> **Task instructions**: Whenever an image turns up, omit it and return the remaining data exactly.

Collected data:
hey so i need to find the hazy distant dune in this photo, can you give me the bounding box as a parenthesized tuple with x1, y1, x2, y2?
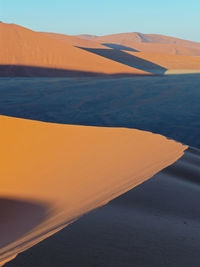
(42, 32, 106, 49)
(77, 32, 200, 56)
(78, 32, 200, 50)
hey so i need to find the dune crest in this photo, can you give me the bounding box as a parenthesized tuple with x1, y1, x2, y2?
(0, 115, 187, 265)
(77, 32, 200, 56)
(1, 23, 200, 76)
(0, 23, 148, 76)
(42, 32, 106, 49)
(78, 32, 200, 49)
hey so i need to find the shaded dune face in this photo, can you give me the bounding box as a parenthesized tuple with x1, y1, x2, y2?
(0, 65, 151, 78)
(0, 198, 48, 249)
(163, 147, 200, 185)
(0, 115, 186, 265)
(0, 75, 199, 148)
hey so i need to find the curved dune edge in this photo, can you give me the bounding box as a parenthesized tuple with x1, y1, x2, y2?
(0, 116, 187, 265)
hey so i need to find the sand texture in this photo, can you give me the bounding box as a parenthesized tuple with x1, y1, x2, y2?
(0, 115, 186, 265)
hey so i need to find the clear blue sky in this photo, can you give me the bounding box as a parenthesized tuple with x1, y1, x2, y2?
(1, 0, 200, 42)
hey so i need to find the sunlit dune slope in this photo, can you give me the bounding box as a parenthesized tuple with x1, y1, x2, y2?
(77, 32, 200, 56)
(0, 115, 186, 265)
(125, 52, 200, 74)
(40, 31, 200, 74)
(0, 23, 147, 76)
(43, 32, 106, 49)
(115, 42, 200, 56)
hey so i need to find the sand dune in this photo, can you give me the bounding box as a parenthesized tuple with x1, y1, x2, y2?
(43, 32, 200, 56)
(124, 52, 200, 74)
(1, 23, 200, 77)
(41, 31, 200, 73)
(78, 32, 200, 51)
(0, 115, 186, 265)
(42, 32, 106, 49)
(77, 33, 200, 56)
(5, 147, 200, 267)
(113, 41, 200, 56)
(0, 23, 147, 76)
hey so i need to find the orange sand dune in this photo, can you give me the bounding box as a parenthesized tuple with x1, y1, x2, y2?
(125, 52, 200, 74)
(43, 32, 106, 49)
(0, 23, 147, 76)
(39, 31, 200, 74)
(47, 32, 200, 56)
(0, 115, 186, 265)
(78, 32, 200, 56)
(139, 33, 200, 49)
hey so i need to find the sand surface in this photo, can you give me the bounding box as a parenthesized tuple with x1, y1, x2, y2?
(77, 32, 200, 46)
(77, 32, 200, 56)
(0, 115, 186, 265)
(43, 32, 106, 49)
(0, 23, 147, 76)
(125, 52, 200, 73)
(1, 23, 200, 77)
(6, 147, 200, 267)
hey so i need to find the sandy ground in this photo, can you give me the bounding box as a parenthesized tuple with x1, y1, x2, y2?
(77, 32, 200, 49)
(1, 23, 200, 77)
(5, 147, 200, 267)
(0, 115, 186, 265)
(1, 24, 200, 265)
(124, 52, 200, 73)
(77, 32, 200, 56)
(0, 23, 148, 76)
(43, 32, 106, 49)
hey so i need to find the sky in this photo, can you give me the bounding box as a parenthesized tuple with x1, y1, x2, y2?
(1, 0, 200, 42)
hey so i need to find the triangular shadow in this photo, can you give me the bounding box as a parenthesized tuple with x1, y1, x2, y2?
(78, 47, 167, 74)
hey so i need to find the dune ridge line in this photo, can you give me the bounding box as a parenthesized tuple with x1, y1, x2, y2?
(0, 115, 187, 265)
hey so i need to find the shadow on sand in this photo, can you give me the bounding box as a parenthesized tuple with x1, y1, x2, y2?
(78, 47, 167, 74)
(5, 147, 200, 267)
(0, 198, 48, 250)
(102, 43, 139, 52)
(0, 65, 156, 78)
(1, 73, 200, 266)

> **Solution for this problem**:
hey so i need to find the hazy distant dune in this photo, can you give me the bounding box as a parenthesized tuple with x1, y1, x2, y2?
(42, 32, 106, 49)
(77, 32, 200, 56)
(78, 32, 200, 50)
hey so i need to find the dune crest in this photo, can you give me the bounding box as a parenthesized tuple with x1, y1, x2, y2?
(0, 115, 187, 265)
(77, 32, 200, 56)
(1, 23, 200, 76)
(0, 23, 148, 76)
(42, 32, 106, 49)
(78, 32, 200, 49)
hey so i need to find the shaded dune face in this photo, can you give me the bounding box as a parenthesized tuple with x1, y1, x2, y2?
(0, 65, 151, 78)
(0, 198, 48, 249)
(163, 147, 200, 185)
(0, 115, 186, 265)
(0, 75, 199, 148)
hey so i need to find the curved dune edge in this photo, can you give me the bounding box as a parenthesized tuple with x1, y1, x2, y2?
(0, 116, 187, 265)
hey so i need to find the sand texture in this photo, can you give me the bounding box as a parenthesized tuple with x1, y1, x2, y2?
(0, 115, 186, 265)
hey so i need to find the clear blue sky in this photo, can you give me the bounding box as a parenthesized tuple with x1, y1, x2, y2?
(1, 0, 200, 42)
hey so i need to find the sunlit dune slope in this photo, can you give me the bounding box as a parenthesized tuple with x1, y1, x2, y2?
(77, 32, 200, 56)
(0, 115, 186, 265)
(125, 52, 200, 74)
(40, 31, 200, 74)
(0, 23, 147, 76)
(43, 32, 106, 49)
(115, 42, 200, 56)
hey so i need to find the sand dune in this photo, can you give me the bounding box as a parenthesized tuple with x1, y1, x2, y2?
(43, 32, 200, 56)
(124, 52, 200, 74)
(1, 23, 200, 77)
(41, 31, 200, 73)
(78, 32, 200, 51)
(0, 115, 186, 265)
(42, 32, 106, 49)
(77, 33, 200, 56)
(5, 147, 200, 267)
(113, 41, 200, 56)
(0, 23, 147, 76)
hey so i need to find the orange sand dune in this photo, can you give me the bounding box as a parenthesized tuple with x1, y1, x2, y2?
(125, 52, 200, 74)
(43, 32, 106, 49)
(0, 23, 147, 76)
(39, 31, 200, 74)
(47, 32, 200, 56)
(0, 115, 186, 265)
(78, 32, 200, 56)
(139, 33, 200, 49)
hey so i need to find the sand surface in this photo, can you give me the bounding box as a parenthesized tuple with x1, y1, x2, y2?
(77, 32, 200, 46)
(77, 32, 200, 56)
(0, 115, 186, 265)
(43, 32, 106, 49)
(0, 23, 147, 76)
(125, 52, 200, 73)
(1, 23, 200, 77)
(6, 147, 200, 267)
hey so i need to find the sandy ground in this photo, can you give me the bounding box as a parenthesized tuple with x1, y1, x2, y2?
(77, 32, 200, 49)
(1, 23, 200, 77)
(5, 147, 200, 267)
(0, 115, 186, 265)
(1, 24, 200, 265)
(124, 52, 200, 73)
(77, 32, 200, 56)
(0, 23, 148, 76)
(43, 32, 106, 49)
hey so i need to find the sky in this photo, can you give me the bounding box as a parenthesized tuple with x1, y1, x2, y2?
(1, 0, 200, 42)
hey so i need to find the triangular shadow in this photo, can you give me the bounding box as a parenthesized tuple with x1, y1, x2, y2?
(78, 47, 167, 74)
hey so i need to find the dune ridge line in this photo, can you give me the bounding box as a parenthesized tuple with x1, y1, x2, y2?
(0, 115, 187, 265)
hey so i need to find the shadow on sand in this photo, can you give me the bounding box as a parenthesized tuple with x1, y1, x2, y2?
(78, 47, 167, 74)
(5, 147, 200, 267)
(0, 198, 48, 250)
(102, 43, 139, 52)
(0, 65, 156, 78)
(1, 73, 200, 266)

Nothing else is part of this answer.